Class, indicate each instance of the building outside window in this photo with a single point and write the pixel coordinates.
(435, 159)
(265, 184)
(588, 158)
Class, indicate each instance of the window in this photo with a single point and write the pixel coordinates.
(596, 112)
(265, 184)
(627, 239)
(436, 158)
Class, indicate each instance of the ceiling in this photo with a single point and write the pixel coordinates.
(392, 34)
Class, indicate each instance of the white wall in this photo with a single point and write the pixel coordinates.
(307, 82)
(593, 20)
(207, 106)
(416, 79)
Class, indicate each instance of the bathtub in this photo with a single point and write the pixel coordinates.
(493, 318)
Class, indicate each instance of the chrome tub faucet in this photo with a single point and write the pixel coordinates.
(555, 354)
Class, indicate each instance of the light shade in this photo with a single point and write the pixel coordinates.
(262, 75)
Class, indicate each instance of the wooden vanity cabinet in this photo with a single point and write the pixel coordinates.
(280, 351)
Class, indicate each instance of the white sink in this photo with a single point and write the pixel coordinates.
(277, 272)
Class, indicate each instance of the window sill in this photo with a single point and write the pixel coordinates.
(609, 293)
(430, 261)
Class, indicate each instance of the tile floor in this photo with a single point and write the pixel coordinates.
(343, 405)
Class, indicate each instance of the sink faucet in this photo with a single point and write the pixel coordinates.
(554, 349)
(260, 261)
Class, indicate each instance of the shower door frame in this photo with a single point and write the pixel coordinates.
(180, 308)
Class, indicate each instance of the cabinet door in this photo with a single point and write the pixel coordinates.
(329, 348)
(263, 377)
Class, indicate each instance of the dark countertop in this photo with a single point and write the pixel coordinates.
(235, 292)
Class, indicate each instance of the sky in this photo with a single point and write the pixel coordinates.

What is being asked
Restate the listing in full, word for word.

Result for this exercise
Class, indicate each instance of the building outside window in this photo with a single point and write the pixel coordinates.
(435, 159)
(265, 184)
(588, 158)
Class, indicate each instance of the window in this photo with a single point and write the pixel coordinates.
(596, 112)
(265, 184)
(627, 239)
(436, 158)
Class, indicate each instance of the ceiling in this photo with a single point and write the pixel coordinates.
(392, 34)
Class, indicate each instance of the white wall in this photo with a single point and write the pixel coordinates.
(307, 82)
(593, 20)
(207, 106)
(416, 79)
Class, indicate each instance of the bathtub in this photo with a single point and write the pixel coordinates.
(493, 318)
Class, indicate each instance of the chrome tub faucet in this photo with a single point and write the pixel coordinates.
(555, 354)
Class, indicate each instance of the light shade in this photo with a single point and write the pixel coordinates.
(262, 75)
Class, indicate each instance of the wooden vanity cabinet in this photo with a single point and write the pixel coordinates.
(280, 351)
Class, indicate each instance of the white sink in this photo with a single point and write the pixel coordinates.
(277, 272)
Class, indicate each instance of the window sill in this photo with a single point and write the pixel coordinates.
(609, 293)
(430, 261)
Class, indicate each instance of the tile floor in this photo with a single point and write the pixel coordinates.
(343, 405)
Class, indicate each instance of the sink faucet in this photo with a single point and write the pixel coordinates.
(554, 349)
(260, 261)
Class, indicate each instance of the shower door frame in this photo with a single point and write the pixel coordinates.
(180, 308)
Class, indicate each instance of the cabinet door in this photo with a single point and write the pixel coordinates.
(329, 348)
(263, 377)
Class, indicate each instance of the dark countertop in this photo with a single point and write the pixel coordinates.
(235, 292)
Class, indicate each instance of the sky in this photo with a single point and write the pixel coordinates.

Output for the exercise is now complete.